Records supplied Start Marker

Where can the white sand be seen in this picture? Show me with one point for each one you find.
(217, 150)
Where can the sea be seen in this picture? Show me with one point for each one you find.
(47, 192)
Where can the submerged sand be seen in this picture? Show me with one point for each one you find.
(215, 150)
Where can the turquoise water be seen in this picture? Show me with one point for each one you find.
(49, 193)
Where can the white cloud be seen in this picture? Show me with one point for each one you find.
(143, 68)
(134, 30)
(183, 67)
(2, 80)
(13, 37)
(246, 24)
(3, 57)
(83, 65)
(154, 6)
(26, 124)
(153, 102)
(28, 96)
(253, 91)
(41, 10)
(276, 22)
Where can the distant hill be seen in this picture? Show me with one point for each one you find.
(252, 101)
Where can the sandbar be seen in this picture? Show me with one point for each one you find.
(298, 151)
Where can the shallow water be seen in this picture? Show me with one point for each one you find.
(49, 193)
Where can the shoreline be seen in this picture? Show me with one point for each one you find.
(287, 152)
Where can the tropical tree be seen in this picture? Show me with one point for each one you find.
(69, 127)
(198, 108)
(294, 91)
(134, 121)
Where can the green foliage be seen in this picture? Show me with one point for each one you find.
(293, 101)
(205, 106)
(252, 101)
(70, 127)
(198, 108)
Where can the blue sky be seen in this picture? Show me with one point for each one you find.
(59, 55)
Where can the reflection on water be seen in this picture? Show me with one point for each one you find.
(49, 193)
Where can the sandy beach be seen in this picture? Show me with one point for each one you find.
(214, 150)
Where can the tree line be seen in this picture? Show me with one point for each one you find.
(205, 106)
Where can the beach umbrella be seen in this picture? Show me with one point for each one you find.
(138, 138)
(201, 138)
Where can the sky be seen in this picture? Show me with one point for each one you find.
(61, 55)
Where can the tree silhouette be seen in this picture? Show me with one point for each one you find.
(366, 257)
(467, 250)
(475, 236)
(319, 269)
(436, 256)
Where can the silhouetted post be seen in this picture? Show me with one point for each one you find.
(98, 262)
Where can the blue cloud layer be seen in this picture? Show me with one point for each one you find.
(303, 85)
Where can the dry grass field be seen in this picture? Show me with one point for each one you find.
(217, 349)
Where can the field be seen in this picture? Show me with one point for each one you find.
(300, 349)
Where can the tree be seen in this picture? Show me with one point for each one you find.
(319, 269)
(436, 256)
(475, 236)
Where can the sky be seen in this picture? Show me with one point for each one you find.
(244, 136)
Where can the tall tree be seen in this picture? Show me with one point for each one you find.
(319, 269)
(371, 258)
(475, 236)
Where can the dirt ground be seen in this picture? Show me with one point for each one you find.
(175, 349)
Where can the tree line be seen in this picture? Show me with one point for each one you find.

Records supplied End Marker

__Problem to work on__. Repeat each entry above, matching every line exactly.

__Result of the task__.
Where can the white sand be seen in this picture? Show me with one point for each one you find.
(217, 150)
Where can the sea be seen in this picture? Show me with one point for each one you find.
(47, 192)
Where can the submerged sand be seen in this picture? Show me with one point for each one you find.
(215, 150)
Where can the turquoise water be seen in this picture? Show me with one point for each one you find.
(49, 193)
Where can the white cloud be seen in this picture? Show me with one point for each one you find.
(143, 68)
(134, 30)
(183, 67)
(2, 80)
(13, 37)
(246, 24)
(3, 57)
(83, 65)
(154, 6)
(26, 124)
(153, 102)
(28, 96)
(253, 91)
(41, 10)
(276, 22)
Where can the distant hill be seen in this picture? Show me with one point for each one you find.
(252, 101)
Where can the sandbar be seen in this picture? Show me with one point for each one you find.
(298, 151)
Where can the shallow water be seen in this picture? Show me with one point for each one you find.
(49, 193)
Where can the shoreline be seen in this picture? Show me with one point for each one you find.
(287, 152)
Where can the tropical tree be seen in this picture? Show me with one point for each one you find.
(69, 127)
(198, 108)
(294, 91)
(134, 121)
Where can the green foliage be seen in this picture? Show me with one point for each one you find.
(293, 101)
(205, 106)
(252, 101)
(70, 127)
(198, 108)
Where can the blue sky be seen in this picture? Show me with one point for each one you find.
(59, 55)
Where can the reflection on water be seen in this picture? Show me with one point for each one you find.
(49, 193)
Where can the sandy beach be seen in this picture? Show me with one point for each one you find.
(214, 150)
Where can the tree line be seen in this picture? Show me with one point for each one you find.
(205, 106)
Where can the beach umbrella be seen in this picture? Show me with one point for each one you find.
(138, 138)
(201, 138)
Where can the sky be seen in this picture? Show me with one point for each one you find.
(61, 55)
Where can the tree silhouette be seen in this picture? Show me with one point for each one you find.
(366, 257)
(467, 250)
(475, 236)
(319, 269)
(436, 256)
Where can the silhouetted post be seen in this picture? Show me with one point for each one you find.
(98, 262)
Where can the blue cloud layer be seen in this picture? Show me with one point for each one you find.
(303, 85)
Where can the dry grass field be seen in this picture? Show me with one point for each one you find.
(217, 349)
Where can the field be seen in this picture? Show me with one point for each one you find.
(300, 349)
Where can the tree be seen in this picture? Show me with one point for each one you find.
(319, 269)
(436, 256)
(475, 236)
Where can the sky be seen in this picture? Show me with one point for each one you find.
(244, 136)
Where can the tall tree be seen in this picture? Show me with one point for each one you find.
(319, 269)
(371, 258)
(475, 236)
Where can the dirt ground be seen in this picture? Show me with one point for each one you find.
(175, 349)
Where can the tree line be seen in this picture? Show me with one point for each one you find.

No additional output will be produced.